How to complete this task: All records that follow are to be restated exactly.
Top of Dataset entries
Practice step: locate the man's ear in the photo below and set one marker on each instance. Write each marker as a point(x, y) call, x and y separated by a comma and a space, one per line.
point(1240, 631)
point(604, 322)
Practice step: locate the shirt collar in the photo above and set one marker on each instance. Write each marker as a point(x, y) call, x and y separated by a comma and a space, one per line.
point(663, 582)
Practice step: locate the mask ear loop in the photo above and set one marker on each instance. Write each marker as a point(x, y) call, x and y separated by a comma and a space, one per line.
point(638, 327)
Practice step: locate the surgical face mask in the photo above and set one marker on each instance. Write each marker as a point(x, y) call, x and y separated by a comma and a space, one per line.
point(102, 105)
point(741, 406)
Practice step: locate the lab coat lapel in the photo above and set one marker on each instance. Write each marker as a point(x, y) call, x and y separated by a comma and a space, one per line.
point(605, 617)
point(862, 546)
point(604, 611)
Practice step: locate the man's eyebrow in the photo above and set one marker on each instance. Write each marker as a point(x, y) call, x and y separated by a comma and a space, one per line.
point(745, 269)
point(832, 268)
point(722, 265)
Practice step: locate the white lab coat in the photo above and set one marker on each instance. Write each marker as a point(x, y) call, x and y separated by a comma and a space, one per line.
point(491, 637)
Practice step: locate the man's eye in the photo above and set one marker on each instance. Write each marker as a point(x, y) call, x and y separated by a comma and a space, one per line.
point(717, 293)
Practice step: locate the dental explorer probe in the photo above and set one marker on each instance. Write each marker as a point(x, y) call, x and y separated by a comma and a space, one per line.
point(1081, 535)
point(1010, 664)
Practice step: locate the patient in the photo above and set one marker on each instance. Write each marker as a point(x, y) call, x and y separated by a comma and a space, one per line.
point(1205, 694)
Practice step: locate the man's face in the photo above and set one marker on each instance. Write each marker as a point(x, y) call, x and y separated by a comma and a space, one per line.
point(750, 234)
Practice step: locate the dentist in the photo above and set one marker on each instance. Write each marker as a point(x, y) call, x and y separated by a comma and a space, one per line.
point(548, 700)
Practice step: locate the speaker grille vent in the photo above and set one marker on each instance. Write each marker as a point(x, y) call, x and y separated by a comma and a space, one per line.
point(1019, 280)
Bottom of Dataset entries
Answer for the task:
Practice step: locate the man's ear in the photo below and set one marker on each instance. Write each marker as a point(x, y) call, x and y separated by a comma and a space, one per line.
point(1240, 631)
point(604, 322)
Practice step: locate the shirt collar in the photo above and set one marker on each instance. Write each marker as a point(x, y) call, x and y separated by a comma and a space, one per line.
point(663, 582)
Practice step: locate the mask ear loop in the photo above and set one marker on each instance. Write each marker as a point(x, y) call, x and y separated by a comma and a space, one per line.
point(638, 327)
Practice step: locate the surgical face mask in the photo above and set one marker on each instance. Write each marker as a point(x, y) call, x and y separated by a comma and a space, one per line.
point(102, 105)
point(741, 406)
Practice step: locate the lab coat lapel in the photo above and set one marker on each instance. Write each marker as a point(x, y) call, x and y separated by a comma and a space, one per line.
point(605, 617)
point(862, 546)
point(604, 611)
Practice step: locate the man's eyebrow in the photo above and set one marker on each instance. Write each marker as a point(x, y) call, x and y separated by a comma and a space, one per line.
point(745, 269)
point(832, 268)
point(722, 265)
Practice step: locate the white lab coat in the photo above and set one marker on each instance. Write each marker as a point(x, y) call, x and y separated by a comma and a space, one per line.
point(491, 637)
Practice step: locate the man's eye in the photo above and set one marker on each instance. Write each marker as a point(x, y) call, x and y separated by a comma and a space, one per line.
point(717, 293)
Practice step: locate the dental explorer probe in the photo above and set one marker on each instance. Write each marker as a point(x, y) call, x and y separated by a comma and a space, one per line.
point(1081, 535)
point(1010, 664)
Practice step: locate the patient in the photo above and set one marker on each instance. Write each marker as a point(x, y) call, x and y separated by a comma and a space, one per line.
point(1205, 694)
Practice step: locate the man's face in the photo above and set one marker on each instance. Write each marker as a point(x, y) call, x and y separated by a comma and a space, one per line.
point(750, 234)
Practice step: locate the dentist in the photo above and set one marker on each instance. Write each marker as a point(x, y) call, x and y separated by a comma and a space, one per line.
point(548, 700)
Practice step: locate the speaker grille vent in the photo above and set one marker on each instance. Write each marker as a point(x, y) call, x and y separated by a comma and a space, one per line.
point(1019, 280)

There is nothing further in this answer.